** start **

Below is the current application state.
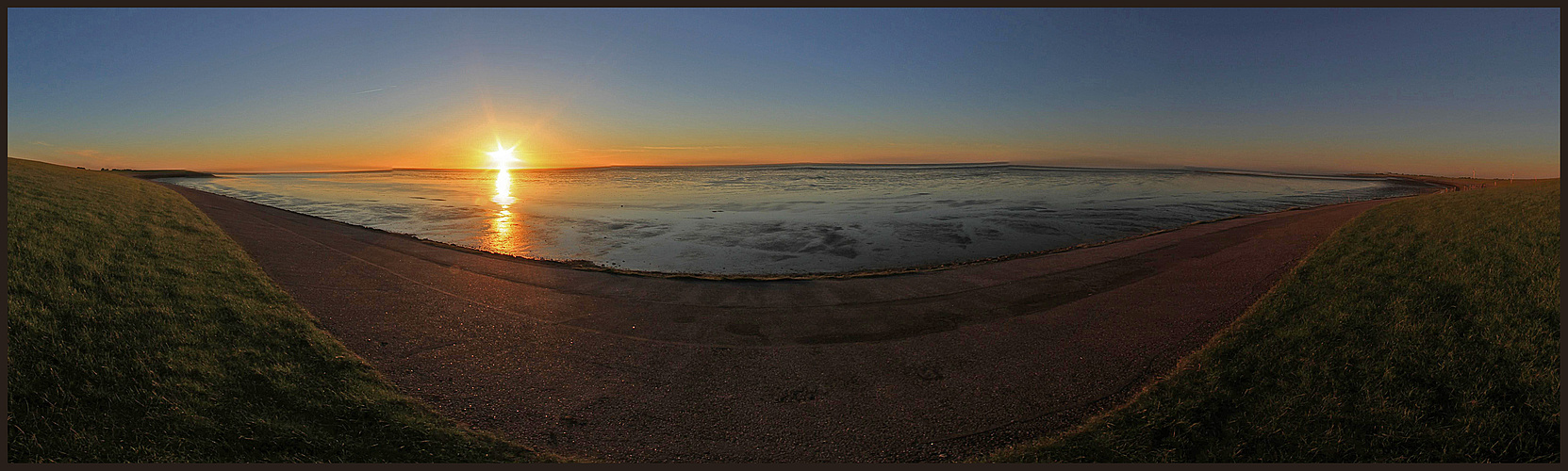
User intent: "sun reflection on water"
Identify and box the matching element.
[482,168,523,255]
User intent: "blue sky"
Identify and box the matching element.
[7,9,1561,177]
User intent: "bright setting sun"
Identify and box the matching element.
[487,142,522,169]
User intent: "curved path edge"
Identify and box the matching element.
[166,185,1388,462]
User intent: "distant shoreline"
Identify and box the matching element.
[149,175,1442,282]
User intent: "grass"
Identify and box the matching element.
[7,158,552,462]
[986,180,1561,462]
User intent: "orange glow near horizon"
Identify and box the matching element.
[487,141,522,171]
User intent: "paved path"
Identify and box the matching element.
[171,187,1383,462]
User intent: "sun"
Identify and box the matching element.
[487,142,522,169]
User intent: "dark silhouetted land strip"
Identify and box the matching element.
[109,169,218,180]
[989,178,1561,462]
[158,171,1411,462]
[7,158,558,462]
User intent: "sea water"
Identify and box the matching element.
[166,164,1428,275]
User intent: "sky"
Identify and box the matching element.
[7,9,1561,178]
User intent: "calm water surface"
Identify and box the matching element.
[166,164,1428,275]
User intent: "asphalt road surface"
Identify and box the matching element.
[171,187,1384,462]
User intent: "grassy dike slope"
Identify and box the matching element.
[988,180,1561,462]
[7,158,547,462]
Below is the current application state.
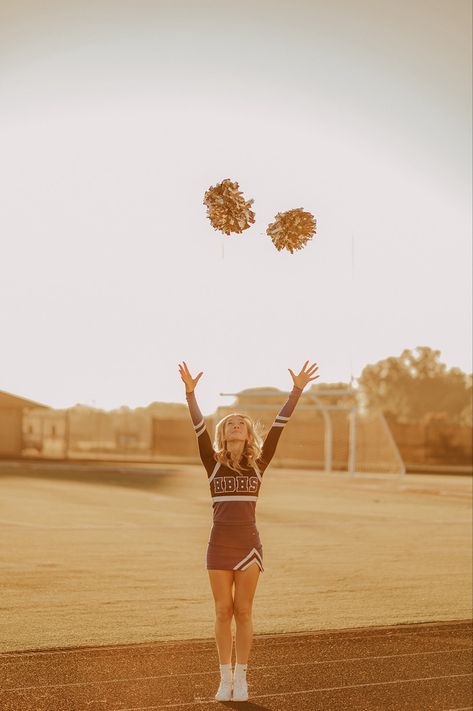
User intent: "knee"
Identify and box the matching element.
[233,605,251,622]
[215,604,233,622]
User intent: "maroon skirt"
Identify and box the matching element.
[207,523,264,572]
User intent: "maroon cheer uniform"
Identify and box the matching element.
[186,386,302,571]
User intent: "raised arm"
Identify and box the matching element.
[258,385,302,473]
[179,361,215,476]
[258,361,319,473]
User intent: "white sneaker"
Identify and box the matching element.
[215,679,232,701]
[232,679,248,701]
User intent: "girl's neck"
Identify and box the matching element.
[227,441,245,464]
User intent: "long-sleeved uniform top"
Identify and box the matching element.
[186,386,302,523]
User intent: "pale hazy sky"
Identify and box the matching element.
[0,0,472,413]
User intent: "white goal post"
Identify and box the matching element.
[216,389,406,478]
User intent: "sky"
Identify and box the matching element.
[0,0,472,414]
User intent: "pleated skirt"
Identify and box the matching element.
[207,523,264,572]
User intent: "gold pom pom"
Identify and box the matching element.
[204,178,255,235]
[266,207,316,254]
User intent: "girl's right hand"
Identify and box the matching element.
[179,360,204,393]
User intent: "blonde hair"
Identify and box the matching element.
[214,412,263,472]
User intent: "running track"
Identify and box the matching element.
[0,620,473,711]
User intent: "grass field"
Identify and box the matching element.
[0,462,472,652]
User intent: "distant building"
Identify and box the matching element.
[0,390,51,458]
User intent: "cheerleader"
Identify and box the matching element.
[179,361,319,701]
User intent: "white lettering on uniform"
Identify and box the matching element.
[213,476,258,494]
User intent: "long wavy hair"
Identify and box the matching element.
[214,412,263,472]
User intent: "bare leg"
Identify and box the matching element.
[233,563,261,664]
[207,570,233,664]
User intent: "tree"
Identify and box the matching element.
[358,346,472,425]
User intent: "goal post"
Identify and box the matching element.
[216,389,406,478]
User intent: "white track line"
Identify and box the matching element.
[113,673,472,711]
[3,647,471,693]
[0,623,473,662]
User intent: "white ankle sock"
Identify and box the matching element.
[220,664,232,681]
[234,662,248,679]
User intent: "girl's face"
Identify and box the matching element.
[225,417,248,442]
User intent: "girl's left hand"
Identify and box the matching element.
[288,360,319,390]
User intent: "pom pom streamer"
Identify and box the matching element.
[204,178,255,235]
[266,207,316,254]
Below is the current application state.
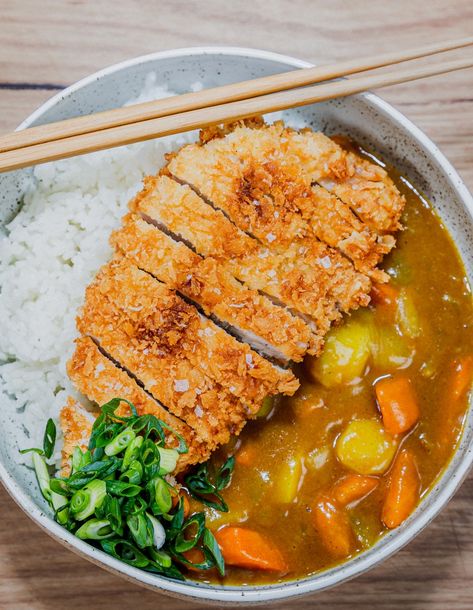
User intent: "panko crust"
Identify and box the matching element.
[111,214,318,361]
[67,337,206,472]
[131,176,371,337]
[80,258,299,402]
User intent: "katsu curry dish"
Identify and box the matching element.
[11,118,473,585]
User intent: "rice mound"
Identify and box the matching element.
[0,74,195,444]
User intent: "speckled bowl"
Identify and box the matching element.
[0,47,473,605]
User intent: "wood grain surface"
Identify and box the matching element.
[0,0,473,610]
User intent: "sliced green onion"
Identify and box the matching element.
[76,519,114,540]
[49,478,71,496]
[51,490,69,525]
[158,447,179,474]
[51,490,68,511]
[70,479,107,521]
[122,496,148,515]
[95,494,123,536]
[122,436,143,470]
[71,447,92,474]
[43,419,56,459]
[106,481,141,498]
[203,528,225,576]
[32,453,51,502]
[105,427,136,455]
[256,396,275,419]
[174,513,205,553]
[54,505,70,526]
[25,398,229,580]
[148,477,172,515]
[120,460,143,485]
[126,513,153,549]
[146,513,166,550]
[148,547,172,568]
[100,540,149,568]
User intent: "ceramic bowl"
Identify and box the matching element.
[0,47,473,605]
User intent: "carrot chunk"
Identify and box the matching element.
[375,375,420,435]
[330,474,378,506]
[182,548,205,572]
[438,355,473,449]
[381,449,420,529]
[312,494,355,558]
[215,525,288,572]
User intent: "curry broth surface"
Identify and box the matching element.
[186,163,473,585]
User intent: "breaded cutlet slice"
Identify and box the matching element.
[199,121,405,234]
[130,176,371,340]
[167,127,394,279]
[77,259,298,449]
[67,337,206,472]
[110,214,312,362]
[80,258,299,400]
[59,396,95,477]
[78,291,245,451]
[197,121,405,234]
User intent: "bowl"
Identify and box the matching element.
[0,47,473,605]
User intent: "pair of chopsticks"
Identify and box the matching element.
[0,37,473,172]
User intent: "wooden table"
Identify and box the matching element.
[0,0,473,610]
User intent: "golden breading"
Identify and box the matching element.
[179,121,405,234]
[111,214,318,362]
[59,397,95,477]
[82,258,299,400]
[130,176,371,336]
[67,337,210,472]
[167,127,394,279]
[78,274,248,450]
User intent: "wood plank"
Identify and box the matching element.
[0,0,473,610]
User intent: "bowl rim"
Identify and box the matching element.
[0,46,473,604]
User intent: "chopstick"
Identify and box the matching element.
[0,44,473,172]
[0,36,473,153]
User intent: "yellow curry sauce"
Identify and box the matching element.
[186,156,473,585]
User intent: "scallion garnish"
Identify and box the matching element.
[23,398,228,580]
[184,456,235,513]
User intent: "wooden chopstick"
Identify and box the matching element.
[0,52,473,172]
[0,37,473,153]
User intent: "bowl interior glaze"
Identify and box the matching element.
[0,47,473,605]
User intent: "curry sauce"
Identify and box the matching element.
[192,159,473,585]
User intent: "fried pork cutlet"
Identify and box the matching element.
[78,259,298,448]
[167,124,404,281]
[168,128,388,279]
[168,121,405,235]
[111,214,312,362]
[130,176,371,338]
[67,337,206,472]
[80,258,299,400]
[59,397,95,477]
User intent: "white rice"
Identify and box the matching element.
[0,75,199,452]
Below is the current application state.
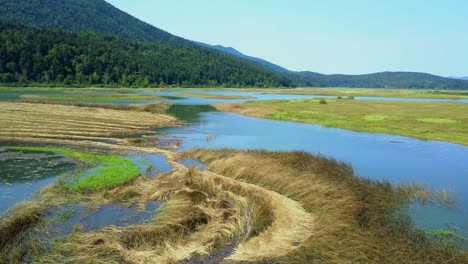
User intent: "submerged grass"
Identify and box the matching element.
[176,93,256,99]
[8,147,141,190]
[184,150,468,263]
[214,99,468,145]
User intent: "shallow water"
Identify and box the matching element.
[0,89,468,105]
[177,159,206,171]
[158,106,468,237]
[0,89,468,237]
[39,201,163,242]
[0,150,79,214]
[128,152,172,177]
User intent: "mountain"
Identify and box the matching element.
[0,0,187,43]
[196,42,468,89]
[448,76,468,81]
[195,42,290,72]
[298,72,468,89]
[0,0,468,89]
[0,22,292,87]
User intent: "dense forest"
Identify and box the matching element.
[0,23,293,87]
[296,72,468,89]
[0,0,468,89]
[0,0,185,44]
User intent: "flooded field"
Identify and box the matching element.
[0,90,468,263]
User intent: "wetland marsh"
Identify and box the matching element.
[0,90,468,263]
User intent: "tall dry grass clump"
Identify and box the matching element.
[183,149,468,263]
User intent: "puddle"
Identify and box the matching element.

** end **

(The exercise)
Arrange the items above, from their first line through the line containing "[986,180,1561,462]", as a numbered list with blank lines omitted. Leave the picture out.

(Task solution)
1. Below is the current application state.
2. User intent: "sun reflection on water"
3. Identify and box the matching element.
4. [482,168,523,255]
5. User intent: "blue sky"
6. Identify and box the matching element.
7. [7,9,1561,177]
8. User intent: "bright setting sun"
9. Identify and box the matching element.
10. [487,142,522,169]
11. User intent: "curved path edge"
12. Identify and box the matching element.
13. [166,185,1388,462]
14. User intent: "distant shoreline"
15. Identify and box the matching element.
16. [149,175,1442,282]
17. User intent: "grass"
18. Identify and box the matching element.
19. [7,158,552,462]
20. [986,180,1561,462]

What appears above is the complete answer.